> Your goal
Each record below must be returned exactly, with no line left out.

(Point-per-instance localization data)
┄┄┄┄┄┄┄┄┄┄┄┄┄┄┄┄┄┄┄┄

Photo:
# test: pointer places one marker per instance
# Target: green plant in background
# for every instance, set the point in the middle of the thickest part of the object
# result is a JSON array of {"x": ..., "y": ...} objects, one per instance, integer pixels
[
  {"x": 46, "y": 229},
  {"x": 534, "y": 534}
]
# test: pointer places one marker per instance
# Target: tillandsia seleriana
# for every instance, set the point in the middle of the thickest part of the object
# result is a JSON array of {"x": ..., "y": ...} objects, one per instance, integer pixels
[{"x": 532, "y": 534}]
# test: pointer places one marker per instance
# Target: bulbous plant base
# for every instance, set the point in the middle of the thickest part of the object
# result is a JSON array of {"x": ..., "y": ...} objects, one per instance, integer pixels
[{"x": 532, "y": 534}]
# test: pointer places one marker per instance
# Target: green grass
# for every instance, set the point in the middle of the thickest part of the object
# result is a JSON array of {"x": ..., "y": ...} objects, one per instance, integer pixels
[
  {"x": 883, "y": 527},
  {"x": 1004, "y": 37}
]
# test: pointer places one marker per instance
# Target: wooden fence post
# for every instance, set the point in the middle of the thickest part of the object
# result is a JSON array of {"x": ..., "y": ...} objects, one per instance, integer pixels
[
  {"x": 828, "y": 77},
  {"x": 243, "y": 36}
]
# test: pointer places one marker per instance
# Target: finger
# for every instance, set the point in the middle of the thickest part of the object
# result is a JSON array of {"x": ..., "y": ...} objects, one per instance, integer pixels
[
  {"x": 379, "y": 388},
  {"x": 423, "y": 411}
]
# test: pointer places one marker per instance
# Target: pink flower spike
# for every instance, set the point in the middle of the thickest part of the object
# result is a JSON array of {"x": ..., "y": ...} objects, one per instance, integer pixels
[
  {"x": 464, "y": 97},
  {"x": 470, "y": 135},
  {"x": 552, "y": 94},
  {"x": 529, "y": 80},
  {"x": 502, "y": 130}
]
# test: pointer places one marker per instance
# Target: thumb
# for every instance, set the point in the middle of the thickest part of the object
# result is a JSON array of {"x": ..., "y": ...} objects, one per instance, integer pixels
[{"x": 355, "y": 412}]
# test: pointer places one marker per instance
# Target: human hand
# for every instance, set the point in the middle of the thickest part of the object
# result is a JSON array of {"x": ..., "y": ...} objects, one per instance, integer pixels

┄┄┄┄┄┄┄┄┄┄┄┄┄┄┄┄┄┄┄┄

> Output for this exercise
Photo:
# test: pointer places one marker per instance
# Target: green plant in background
# for every instance, set the point in the middle of the thickest part of the object
# result is a JSON array of {"x": ..., "y": ...} objects, one per instance, integer pixels
[
  {"x": 46, "y": 229},
  {"x": 534, "y": 534}
]
# test: pointer places one marker per instance
# Target: tillandsia seleriana
# for every instance, set the point in the middle of the thickest part of the object
# result is a JSON array of {"x": ..., "y": ...} objects, one per instance, integer pixels
[{"x": 532, "y": 534}]
# test: pointer places one marker per instance
# Target: bulbous plant base
# for every instance, set the point in the middle of the thickest part of the object
# result is a JSON array of {"x": ..., "y": ...} objects, one per instance, integer pixels
[{"x": 532, "y": 534}]
# test: pointer places one marker per instance
# Target: green grass
# for every instance, set the point in the middle of the thickest part of the object
# result is a JSON array of {"x": ..., "y": ...} objects, one per instance, integer pixels
[
  {"x": 883, "y": 527},
  {"x": 1004, "y": 37}
]
# test: pointer places one marker per instance
# Target: wooden fence post
# for every instance, set the point in the middle of the thickest part of the object
# result is a JSON array of {"x": ..., "y": ...} objects, one per instance, integer pixels
[
  {"x": 828, "y": 77},
  {"x": 243, "y": 36}
]
# test: pointer places one marker per instance
# Target: finger
# for every instance, set the point in the middle of the thickest part of the object
# result is a JSON array of {"x": ..., "y": ...} objects, one per instance, integer pixels
[
  {"x": 379, "y": 388},
  {"x": 423, "y": 411}
]
# test: pointer places one marker per instance
# Target: pink flower spike
# for every instance, set the point in the middle of the thickest part of the object
# result is a JSON array of {"x": ..., "y": ...} objects, one per instance, integer pixels
[
  {"x": 464, "y": 97},
  {"x": 470, "y": 135},
  {"x": 552, "y": 94},
  {"x": 529, "y": 80},
  {"x": 502, "y": 130}
]
# test: pointer places one marker per instance
# Target: thumb
# for every instance, set the point in the middle of the thickest part of the object
# result is a JSON array of {"x": ..., "y": ...} objects, one per instance, integer pixels
[{"x": 355, "y": 412}]
# test: pointer places one marker per instance
# Target: human hand
# for every instance, set the point in the middle of the thickest part of the object
# result is a JSON array of {"x": ..., "y": ...} objects, one per instance, integer pixels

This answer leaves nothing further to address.